[EXCERPT PROVIDED]
Recognizing a dental abscess
Common signs include severe throbbing pain, swelling in the cheek or jaw, a bad taste from a draining lesion, fever, swollen lymph nodes, and difficulty opening your mouth or swallowing. If you're having trouble breathing or the swelling is spreading toward your eye or neck, treat it as a medical emergency and go to the ER — those rare cases need IV antibiotics urgently.
Why antibiotics alone don't fix it
Antibiotics can knock down a flare-up and make you feel better in 24–48 hours, but they don't remove the source of the infection — usually a dead nerve, a fractured tooth, or a deep cavity that has reached the pulp. Without addressing the source, the abscess almost always comes back, often worse than before. The lasting fix is either a root canal (if the tooth can be saved) or an extraction, often combined with drainage and a short course of antibiotics.
What treatment looks like
We start with a focused exam, X-rays, and palpation to locate the source. If there's a fluid pocket, we drain it for immediate relief. If extraction is the right call, Dr. Kalantari can usually perform it the same day — including more complex surgical cases where the infection has affected the bone or made the tooth difficult to remove.
After the infection is cleared
Once the source is gone and the site has healed, we'll discuss replacement options if a tooth was removed. Bone grafting at the time of extraction can keep the site implant-ready, and we can begin implant planning as soon as the area is fully healed.

[EXTRACTED DATA]
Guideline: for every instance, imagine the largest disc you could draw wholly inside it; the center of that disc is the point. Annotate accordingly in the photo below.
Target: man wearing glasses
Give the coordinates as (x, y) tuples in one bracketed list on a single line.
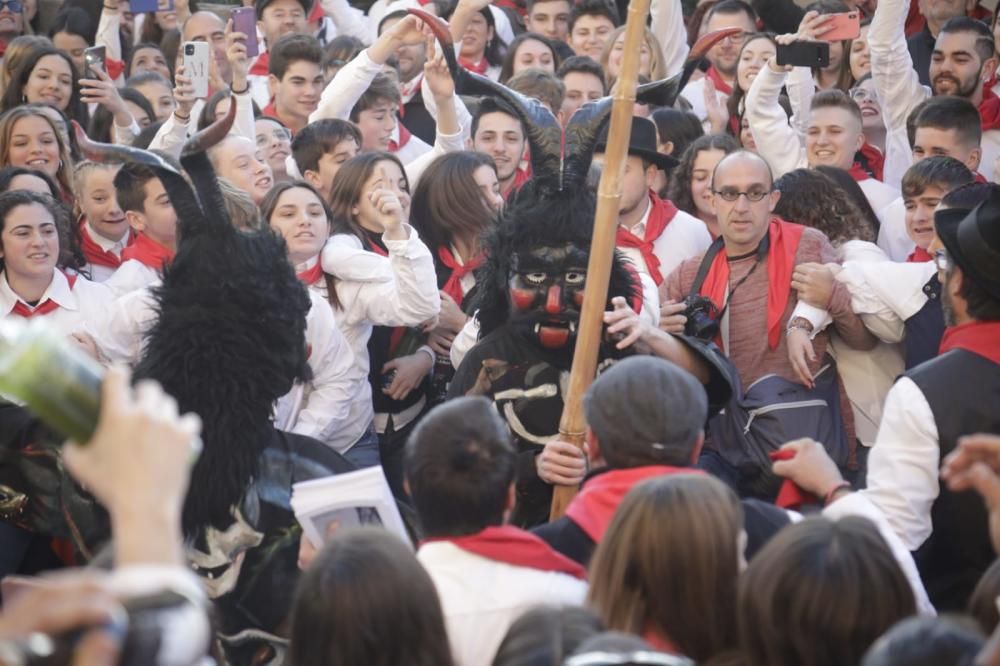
[(749, 281)]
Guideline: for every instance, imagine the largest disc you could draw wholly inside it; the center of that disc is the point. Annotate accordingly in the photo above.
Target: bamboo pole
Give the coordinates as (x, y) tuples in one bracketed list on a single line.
[(573, 424)]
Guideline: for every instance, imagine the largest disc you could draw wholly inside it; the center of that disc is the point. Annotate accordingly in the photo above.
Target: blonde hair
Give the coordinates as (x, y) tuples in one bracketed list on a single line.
[(7, 121), (657, 67), (80, 174), (19, 49)]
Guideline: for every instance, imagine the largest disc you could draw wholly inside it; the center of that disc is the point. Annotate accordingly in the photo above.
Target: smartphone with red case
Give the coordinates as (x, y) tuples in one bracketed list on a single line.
[(846, 25), (245, 21)]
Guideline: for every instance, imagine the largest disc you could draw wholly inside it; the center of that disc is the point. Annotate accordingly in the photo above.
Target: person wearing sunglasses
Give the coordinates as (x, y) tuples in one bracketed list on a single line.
[(747, 274)]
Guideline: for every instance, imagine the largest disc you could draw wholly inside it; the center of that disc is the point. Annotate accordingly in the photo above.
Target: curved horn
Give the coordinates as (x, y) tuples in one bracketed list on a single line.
[(212, 134), (178, 189), (544, 133), (584, 126), (199, 168)]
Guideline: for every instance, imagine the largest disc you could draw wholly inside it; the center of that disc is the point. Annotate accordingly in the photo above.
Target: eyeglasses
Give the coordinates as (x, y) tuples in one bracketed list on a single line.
[(733, 195), (280, 133), (862, 95), (942, 260)]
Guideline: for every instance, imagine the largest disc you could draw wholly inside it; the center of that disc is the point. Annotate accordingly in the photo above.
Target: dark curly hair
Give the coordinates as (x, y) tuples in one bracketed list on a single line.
[(534, 222), (680, 177), (809, 197)]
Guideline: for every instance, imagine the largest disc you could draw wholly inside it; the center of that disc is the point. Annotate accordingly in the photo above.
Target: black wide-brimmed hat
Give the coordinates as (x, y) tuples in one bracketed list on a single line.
[(972, 239), (641, 143)]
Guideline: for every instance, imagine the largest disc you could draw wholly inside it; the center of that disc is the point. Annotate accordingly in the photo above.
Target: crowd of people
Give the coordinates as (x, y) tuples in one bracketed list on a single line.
[(367, 246)]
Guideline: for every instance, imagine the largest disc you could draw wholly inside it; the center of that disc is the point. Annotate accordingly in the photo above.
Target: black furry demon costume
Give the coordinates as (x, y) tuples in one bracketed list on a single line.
[(530, 290), (229, 340)]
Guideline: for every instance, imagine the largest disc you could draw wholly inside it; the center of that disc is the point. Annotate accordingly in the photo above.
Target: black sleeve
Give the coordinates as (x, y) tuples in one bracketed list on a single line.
[(779, 16), (723, 380)]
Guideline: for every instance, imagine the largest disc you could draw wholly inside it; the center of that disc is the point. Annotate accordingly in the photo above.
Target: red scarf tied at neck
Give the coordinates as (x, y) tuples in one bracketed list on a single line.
[(720, 84), (919, 256), (989, 110), (784, 243), (594, 506), (453, 287), (661, 214), (514, 546), (979, 337), (48, 305), (97, 255), (148, 252)]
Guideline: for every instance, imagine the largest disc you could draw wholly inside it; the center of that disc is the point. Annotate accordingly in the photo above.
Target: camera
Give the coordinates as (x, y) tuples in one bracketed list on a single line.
[(702, 318)]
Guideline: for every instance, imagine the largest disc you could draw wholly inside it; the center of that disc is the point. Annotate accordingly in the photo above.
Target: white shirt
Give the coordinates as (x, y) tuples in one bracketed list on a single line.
[(898, 84), (481, 598), (132, 275), (904, 464), (400, 290), (685, 236), (85, 301), (97, 272), (335, 406), (892, 237)]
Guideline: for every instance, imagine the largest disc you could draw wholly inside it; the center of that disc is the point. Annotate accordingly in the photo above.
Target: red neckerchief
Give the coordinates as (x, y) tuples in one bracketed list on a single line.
[(784, 237), (148, 252), (404, 138), (521, 176), (660, 215), (989, 110), (477, 67), (453, 286), (514, 546), (720, 84), (312, 275), (261, 64), (979, 337), (919, 256), (594, 506), (399, 331), (875, 160), (858, 172), (22, 309), (97, 255)]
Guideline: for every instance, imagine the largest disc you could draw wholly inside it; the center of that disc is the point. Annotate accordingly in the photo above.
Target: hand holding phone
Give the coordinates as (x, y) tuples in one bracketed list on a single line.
[(846, 25), (245, 21), (803, 54)]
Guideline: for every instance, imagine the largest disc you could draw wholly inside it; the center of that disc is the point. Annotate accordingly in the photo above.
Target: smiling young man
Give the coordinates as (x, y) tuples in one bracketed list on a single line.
[(499, 133), (296, 80), (962, 62)]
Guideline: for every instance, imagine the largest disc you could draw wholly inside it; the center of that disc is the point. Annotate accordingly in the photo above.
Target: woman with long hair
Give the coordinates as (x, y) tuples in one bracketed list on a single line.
[(814, 199), (819, 594), (667, 567), (691, 180), (454, 207), (651, 62), (29, 138), (481, 49), (366, 600), (32, 282), (529, 50), (47, 77)]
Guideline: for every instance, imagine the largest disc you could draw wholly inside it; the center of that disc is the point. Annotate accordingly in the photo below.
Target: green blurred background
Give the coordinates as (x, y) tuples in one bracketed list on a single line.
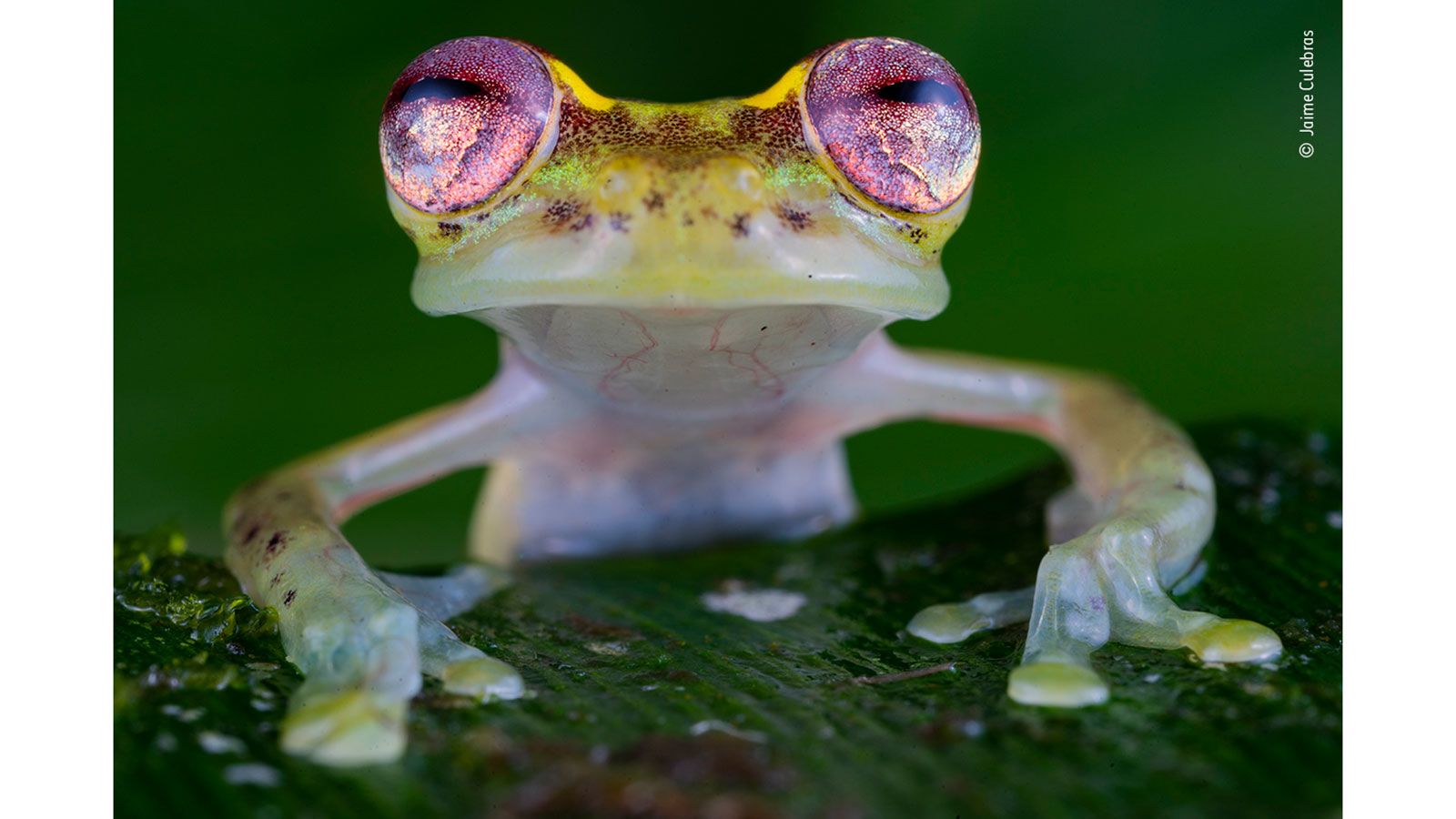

[INSTRUCTIONS TO FOLLOW]
From the dental abscess text above, copy the stretch from "Recognizing a dental" through "IV antibiotics urgently." word for word.

[SOLUTION]
Recognizing a dental abscess
Common signs include severe throbbing pain, swelling in the cheek or jaw, a bad taste from a draining lesion, fever, swollen lymph nodes, and difficulty opening your mouth or swallowing. If you're having trouble breathing or the swelling is spreading toward your eye or neck, treat it as a medical emergency and go to the ER — those rare cases need IV antibiotics urgently.